--- WHAT IS EXPECTED ---
Copy all of the records below word for word.

___ DATASET RECORDS ___

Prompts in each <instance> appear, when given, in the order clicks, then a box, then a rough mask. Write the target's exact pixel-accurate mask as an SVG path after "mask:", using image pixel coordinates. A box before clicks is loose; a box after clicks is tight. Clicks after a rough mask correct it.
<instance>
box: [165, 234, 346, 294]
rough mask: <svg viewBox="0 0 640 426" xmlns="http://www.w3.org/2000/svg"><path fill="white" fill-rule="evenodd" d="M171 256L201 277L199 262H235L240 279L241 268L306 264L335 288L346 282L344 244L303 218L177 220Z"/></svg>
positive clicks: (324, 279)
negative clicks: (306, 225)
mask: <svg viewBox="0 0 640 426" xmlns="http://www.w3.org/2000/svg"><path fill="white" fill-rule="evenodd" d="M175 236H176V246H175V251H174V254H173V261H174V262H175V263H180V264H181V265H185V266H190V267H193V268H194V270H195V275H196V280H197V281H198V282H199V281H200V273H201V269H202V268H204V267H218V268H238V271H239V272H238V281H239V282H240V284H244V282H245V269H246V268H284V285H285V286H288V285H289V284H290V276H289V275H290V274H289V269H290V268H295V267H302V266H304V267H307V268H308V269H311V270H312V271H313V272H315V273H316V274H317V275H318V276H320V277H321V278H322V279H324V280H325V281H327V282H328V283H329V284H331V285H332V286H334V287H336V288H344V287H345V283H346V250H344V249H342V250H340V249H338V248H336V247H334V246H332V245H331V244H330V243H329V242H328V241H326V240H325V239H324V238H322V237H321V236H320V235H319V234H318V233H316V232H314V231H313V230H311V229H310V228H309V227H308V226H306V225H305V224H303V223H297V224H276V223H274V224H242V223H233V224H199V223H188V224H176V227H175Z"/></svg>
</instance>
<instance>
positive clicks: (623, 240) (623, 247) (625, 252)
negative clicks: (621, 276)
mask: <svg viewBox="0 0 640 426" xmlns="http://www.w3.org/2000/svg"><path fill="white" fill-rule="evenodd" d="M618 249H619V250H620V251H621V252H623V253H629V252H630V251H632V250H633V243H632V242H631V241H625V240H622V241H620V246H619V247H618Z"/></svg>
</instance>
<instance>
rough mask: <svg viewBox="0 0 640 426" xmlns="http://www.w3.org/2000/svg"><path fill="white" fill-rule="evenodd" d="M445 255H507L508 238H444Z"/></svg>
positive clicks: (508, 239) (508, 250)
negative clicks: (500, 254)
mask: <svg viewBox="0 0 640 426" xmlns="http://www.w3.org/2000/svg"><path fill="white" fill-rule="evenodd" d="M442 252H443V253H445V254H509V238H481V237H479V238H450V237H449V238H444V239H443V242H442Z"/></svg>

___

--- ANSWER BELOW ---
Prompts in each <instance> appear, when given, in the order clicks, then a box, then a rough mask. Write the target's exact pixel-accurate mask as an SVG path after "mask:", using image pixel coordinates. A box before clicks is loose; a box after clicks is tight. Clicks after a rough mask correct it.
<instance>
box: [165, 234, 346, 294]
rough mask: <svg viewBox="0 0 640 426" xmlns="http://www.w3.org/2000/svg"><path fill="white" fill-rule="evenodd" d="M171 256L201 277L199 262H235L240 279L241 268L306 264L335 288L346 282L344 244L303 218L177 220Z"/></svg>
positive clicks: (324, 279)
negative clicks: (306, 225)
mask: <svg viewBox="0 0 640 426" xmlns="http://www.w3.org/2000/svg"><path fill="white" fill-rule="evenodd" d="M175 236H176V246H175V251H174V254H173V261H174V262H175V263H180V264H181V265H185V266H190V267H193V268H194V270H195V275H196V280H197V281H198V282H199V281H200V273H201V269H202V268H204V267H218V268H238V271H239V272H238V281H239V282H240V284H244V282H245V269H246V268H284V285H285V286H288V285H289V284H290V276H289V275H290V274H289V269H290V268H295V267H302V266H304V267H307V268H308V269H311V270H312V271H313V272H315V273H316V274H317V275H318V276H320V277H321V278H322V279H324V280H325V281H327V282H328V283H329V284H331V285H332V286H334V287H336V288H344V287H345V283H346V250H344V249H342V250H340V249H338V248H336V247H334V246H332V245H331V244H330V243H329V242H328V241H326V240H325V239H324V238H322V237H321V236H320V235H319V234H318V233H316V232H314V231H313V230H311V229H310V228H309V227H308V226H306V225H305V224H303V223H297V224H276V223H274V224H242V223H233V224H199V223H188V224H176V227H175Z"/></svg>
</instance>
<instance>
positive clicks: (623, 240) (623, 247) (625, 252)
negative clicks: (621, 276)
mask: <svg viewBox="0 0 640 426" xmlns="http://www.w3.org/2000/svg"><path fill="white" fill-rule="evenodd" d="M618 249H619V250H620V251H621V252H623V253H629V252H630V251H632V250H633V243H632V242H631V241H625V240H622V241H620V246H619V247H618Z"/></svg>
</instance>
<instance>
rough mask: <svg viewBox="0 0 640 426" xmlns="http://www.w3.org/2000/svg"><path fill="white" fill-rule="evenodd" d="M445 255H507L508 238H444Z"/></svg>
positive clicks: (508, 239) (508, 250)
negative clicks: (500, 254)
mask: <svg viewBox="0 0 640 426" xmlns="http://www.w3.org/2000/svg"><path fill="white" fill-rule="evenodd" d="M442 252H443V253H445V254H509V238H481V237H479V238H450V237H449V238H444V239H443V242H442Z"/></svg>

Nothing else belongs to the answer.